Region pointing data:
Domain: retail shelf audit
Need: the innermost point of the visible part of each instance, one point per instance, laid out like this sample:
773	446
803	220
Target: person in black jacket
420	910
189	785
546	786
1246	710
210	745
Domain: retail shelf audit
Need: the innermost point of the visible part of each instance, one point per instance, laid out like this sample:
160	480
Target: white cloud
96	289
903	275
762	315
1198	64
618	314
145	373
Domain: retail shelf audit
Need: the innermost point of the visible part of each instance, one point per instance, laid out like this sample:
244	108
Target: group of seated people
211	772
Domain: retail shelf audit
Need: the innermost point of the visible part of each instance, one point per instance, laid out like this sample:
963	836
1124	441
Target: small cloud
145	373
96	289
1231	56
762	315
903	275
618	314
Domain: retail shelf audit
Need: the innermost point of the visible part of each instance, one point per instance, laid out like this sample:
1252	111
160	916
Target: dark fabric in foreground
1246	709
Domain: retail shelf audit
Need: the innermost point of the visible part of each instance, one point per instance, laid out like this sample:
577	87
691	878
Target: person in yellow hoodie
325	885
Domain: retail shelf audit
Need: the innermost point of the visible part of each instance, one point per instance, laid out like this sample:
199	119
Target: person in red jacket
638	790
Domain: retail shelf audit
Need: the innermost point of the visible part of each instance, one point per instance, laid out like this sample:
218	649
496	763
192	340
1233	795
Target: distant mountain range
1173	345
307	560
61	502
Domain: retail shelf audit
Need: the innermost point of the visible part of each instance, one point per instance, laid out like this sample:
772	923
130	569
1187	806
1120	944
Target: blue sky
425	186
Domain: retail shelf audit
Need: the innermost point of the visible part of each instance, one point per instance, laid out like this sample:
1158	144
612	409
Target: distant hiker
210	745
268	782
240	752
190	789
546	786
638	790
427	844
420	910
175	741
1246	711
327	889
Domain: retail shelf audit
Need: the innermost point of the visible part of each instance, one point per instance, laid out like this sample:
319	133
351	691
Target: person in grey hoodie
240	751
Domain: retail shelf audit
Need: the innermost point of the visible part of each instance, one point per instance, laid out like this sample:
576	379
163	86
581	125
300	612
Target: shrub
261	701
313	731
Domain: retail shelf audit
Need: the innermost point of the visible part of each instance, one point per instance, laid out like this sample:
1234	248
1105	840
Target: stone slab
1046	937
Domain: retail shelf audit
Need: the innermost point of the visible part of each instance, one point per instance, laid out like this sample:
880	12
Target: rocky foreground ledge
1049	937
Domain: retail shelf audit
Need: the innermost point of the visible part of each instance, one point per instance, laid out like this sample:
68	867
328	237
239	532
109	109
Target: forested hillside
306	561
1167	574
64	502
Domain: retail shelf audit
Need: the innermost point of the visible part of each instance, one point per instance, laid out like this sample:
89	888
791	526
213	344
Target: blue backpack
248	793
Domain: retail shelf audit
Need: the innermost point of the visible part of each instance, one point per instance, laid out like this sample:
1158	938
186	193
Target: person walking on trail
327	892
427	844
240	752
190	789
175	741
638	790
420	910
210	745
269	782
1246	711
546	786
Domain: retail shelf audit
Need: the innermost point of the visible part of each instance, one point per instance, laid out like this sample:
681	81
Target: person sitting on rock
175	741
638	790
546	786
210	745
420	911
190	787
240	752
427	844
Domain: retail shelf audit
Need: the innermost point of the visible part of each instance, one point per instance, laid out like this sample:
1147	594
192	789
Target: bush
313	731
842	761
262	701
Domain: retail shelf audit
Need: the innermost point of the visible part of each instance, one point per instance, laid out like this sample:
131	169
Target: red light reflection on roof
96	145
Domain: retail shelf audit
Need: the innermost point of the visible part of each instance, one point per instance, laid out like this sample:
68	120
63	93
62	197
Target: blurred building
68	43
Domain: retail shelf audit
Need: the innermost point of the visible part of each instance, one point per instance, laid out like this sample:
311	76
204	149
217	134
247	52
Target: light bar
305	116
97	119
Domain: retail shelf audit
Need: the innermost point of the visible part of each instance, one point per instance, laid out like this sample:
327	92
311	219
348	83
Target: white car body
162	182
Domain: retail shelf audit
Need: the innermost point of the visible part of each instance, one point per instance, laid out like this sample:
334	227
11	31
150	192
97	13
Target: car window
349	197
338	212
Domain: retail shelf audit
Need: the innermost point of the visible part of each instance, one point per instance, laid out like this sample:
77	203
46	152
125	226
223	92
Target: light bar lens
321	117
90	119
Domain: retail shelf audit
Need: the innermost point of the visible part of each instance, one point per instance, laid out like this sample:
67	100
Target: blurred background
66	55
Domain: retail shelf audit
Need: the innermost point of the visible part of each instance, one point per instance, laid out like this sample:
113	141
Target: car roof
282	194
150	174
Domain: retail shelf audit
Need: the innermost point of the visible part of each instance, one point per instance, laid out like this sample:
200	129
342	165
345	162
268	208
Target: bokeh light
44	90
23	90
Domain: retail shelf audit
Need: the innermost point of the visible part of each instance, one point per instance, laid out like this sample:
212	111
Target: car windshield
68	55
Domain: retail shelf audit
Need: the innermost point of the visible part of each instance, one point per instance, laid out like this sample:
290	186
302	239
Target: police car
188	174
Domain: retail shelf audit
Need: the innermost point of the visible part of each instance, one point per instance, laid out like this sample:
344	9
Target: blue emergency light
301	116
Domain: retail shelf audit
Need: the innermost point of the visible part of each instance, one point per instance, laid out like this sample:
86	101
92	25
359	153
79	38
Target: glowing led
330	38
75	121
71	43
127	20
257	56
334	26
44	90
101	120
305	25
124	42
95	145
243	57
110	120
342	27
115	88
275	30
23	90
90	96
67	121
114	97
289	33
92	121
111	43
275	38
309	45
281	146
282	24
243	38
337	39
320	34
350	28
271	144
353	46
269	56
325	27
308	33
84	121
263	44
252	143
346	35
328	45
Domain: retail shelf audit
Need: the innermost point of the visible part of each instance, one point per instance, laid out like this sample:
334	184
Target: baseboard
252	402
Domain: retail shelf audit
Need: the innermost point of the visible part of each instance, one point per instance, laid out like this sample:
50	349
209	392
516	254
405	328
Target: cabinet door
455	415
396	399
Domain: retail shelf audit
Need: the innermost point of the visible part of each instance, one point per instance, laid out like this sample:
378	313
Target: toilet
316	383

Exercise goal:
Exactly as they stand above, repeat all the records.

Solved exercise:
Domain: retail shelf audit
Need: the innermost point of the visible part of each instance, one point per instance, laid out like this sample:
773	446
803	220
Target: person in black jacket
420	910
189	785
546	786
1246	710
210	745
Domain: retail shelf audit
Need: the innermost point of the visible part of each instance, one point per instance, laid out like this sample:
160	480
Target: white cloud
96	289
903	275
762	315
1198	64
618	314
145	373
Domain: retail shelf audit
Need: the innermost point of the visible part of each instance, one point per instance, laid out like this sample:
244	108
Target: group of seated people
211	772
Domain: retail shelf audit
Need: the innermost point of the visible part of each instance, one point per instance, laid out like this sample:
963	836
1124	441
Target: small cloud
145	373
96	289
1231	56
762	315
903	275
618	314
Domain: retail shelf audit
Need: the innermost point of the visible part of each instance, one point per instance, laid out like this sample:
1252	111
160	916
Target: dark fabric in foreground
1246	709
Domain: retail shelf audit
Need: the innermost point of the visible part of each instance, one point per instance, laid out like this sample:
577	87
691	878
Target: person in yellow hoodie
325	885
Domain: retail shelf audit
Need: the innermost point of the visible part of each instance, one point per instance, laid out like this sample:
199	119
Target: person in red jacket
638	790
Domain: retail shelf audit
Need: the innermost point of the visible part of each instance, one point per instance, laid out like this sample:
218	649
496	763
192	340
1233	795
Target: distant mountain range
1173	345
307	560
61	502
Domain: retail shelf audit
Need: the innermost point of the visible part of each instance, one point per instance, laid out like this sample:
772	923
130	569
1187	806
1120	944
Target: blue sky
425	186
Domain: retail shelf audit
Need: the innermost point of the visible part of each instance, one point per instance, laid out like this sample:
1158	144
612	409
Target: distant hiker
210	745
268	782
240	752
190	789
546	786
638	790
427	844
420	910
175	741
1246	711
327	889
Domain: retail shelf audit
Need: the innermost point of the visible part of each instance, one point per instance, laid out like this sample:
319	133
351	691
Target: person in grey hoodie
240	751
Domain: retail shelf audit
Need: the innermost point of the visible part of each instance, one point per instance, laid out like this sample:
576	379
163	86
581	125
300	612
Target: shrub
261	701
313	731
Domain: retail shelf audit
Need: the innermost point of the visible part of each instance, one point per instance, laid out like this sample:
1234	248
1105	840
Target: stone slab
1046	937
Domain: retail shelf audit
Need: the innermost point of the visible part of each instance, one point per instance, laid out like this sample:
880	12
Target: rocky foreground ledge
1049	937
Domain: retail shelf audit
Need: the innermost point of the visible part of each instance, one point per instance, laid out like this sample:
68	867
328	237
239	532
109	109
Target: forested hillside
306	561
1167	574
64	502
Domain: retail shelf audit
Need: the innermost point of the visible part of each instance, one point per instance, laid out like this sample:
89	888
791	526
213	344
Target: blue backpack
248	793
Domain: retail shelf audit
Need: the innermost point of the visible part of each instance, one point per instance, laid out like this sample:
1158	938
186	193
Target: person walking on trail
327	892
427	844
240	752
190	789
175	741
638	790
420	910
210	745
269	782
1246	711
546	786
Domain: retail shelf audit
Need: the innermost point of the visible part of each instance, one point per instance, laid out like this sample:
681	81
Target: person sitting on rock
175	741
638	790
546	786
210	745
420	911
190	787
240	752
427	844
Domain: retail shelf audit
Need: the innermost point of the visible part of each instance, one point per instance, laid out like this sample:
1147	594
192	789
Target: bush
313	731
842	761
262	701
Domain: retail shelf audit
Need: the innermost point of the visible part of each instance, one point per instance, laid out like this sample:
131	169
Target: red light reflection on roof
96	145
Domain: retail shelf audit
Need: the innermost point of the visible part of each instance, one point per instance, laid out like this sample:
68	120
63	93
62	197
Target: blurred building
68	43
Domain: retail shelf audit
Need: the innermost point of the visible part of each instance, one point per instance, laid out like this sample:
311	76
204	149
217	134
247	52
Target: light bar
305	116
97	119
Domain: retail shelf audit
Need: the innermost point of the visible part of each instance, one point per instance, laid out like this sample:
327	92
311	219
348	83
Target: white car body
162	182
Domain: retail shelf audit
Need: the innermost point of the visible part of each instance, one point per instance, laid out like this sample:
334	227
11	31
150	192
97	13
Target: car window
349	197
338	212
Domain: retail shelf audit
Need: the innermost point of the visible part of each instance, one point per instance, laid out like this sample:
77	203
46	152
125	226
223	92
Target: light bar lens
321	117
90	119
Domain: retail shelf audit
Need: the innermost point of the visible part of each instance, one point per instance, laid out like this sample:
67	100
Target: blurred background
66	55
Domain: retail shelf audit
Need: the innermost point of the visible part of each instance, one point per instance, laid out like this sample:
113	141
Target: car roof
282	194
150	174
Domain: retail shelf audit
Need: the innermost point of the visible part of each instance, one point per instance, laid out like this sample:
200	129
342	165
345	162
268	208
Target: bokeh light
44	90
23	90
Domain: retail shelf audit
Need: the innermost point of the visible part of each instance, one point per instance, laid out like this sample:
212	111
Target: car windshield
68	55
Domain: retail shelf audit
Need: the innermost point of the visible part of each instance, one point per instance, laid out like this sample:
290	186
302	239
Target: police car
188	174
Domain: retail shelf audit
Need: the innermost point of the visible part of each instance, one point per instance, laid out like this sample:
344	9
Target: blue emergency light
301	116
Domain: retail shelf audit
Need: the innermost point of the visible part of each instance, one point per instance, laid out like this sample:
86	101
92	25
359	153
79	38
Target: glowing led
330	38
75	121
71	43
127	20
257	56
334	26
44	90
101	120
305	25
124	42
95	145
243	57
110	120
342	27
115	88
275	30
23	90
90	96
67	121
114	97
289	33
92	121
111	43
275	38
309	45
281	146
282	24
243	38
337	39
320	34
350	28
271	144
353	46
269	56
325	27
308	33
84	121
263	44
252	143
346	35
328	45
Domain: retail shelf audit
Need: the innermost point of the visible part of each instance, one point per instance, laid out like this sample:
334	184
Target: baseboard
252	402
Domain: retail shelf audit
Need: the innermost point of the visible part of each instance, one point per instance, laid out like this sample:
50	349
209	392
516	254
405	328
Target: cabinet door
455	415
396	399
Domain: retail shelf audit
Need: the innermost point of the visible part of each instance, one point per instance, laid out like this sample:
378	313
Target: toilet
316	383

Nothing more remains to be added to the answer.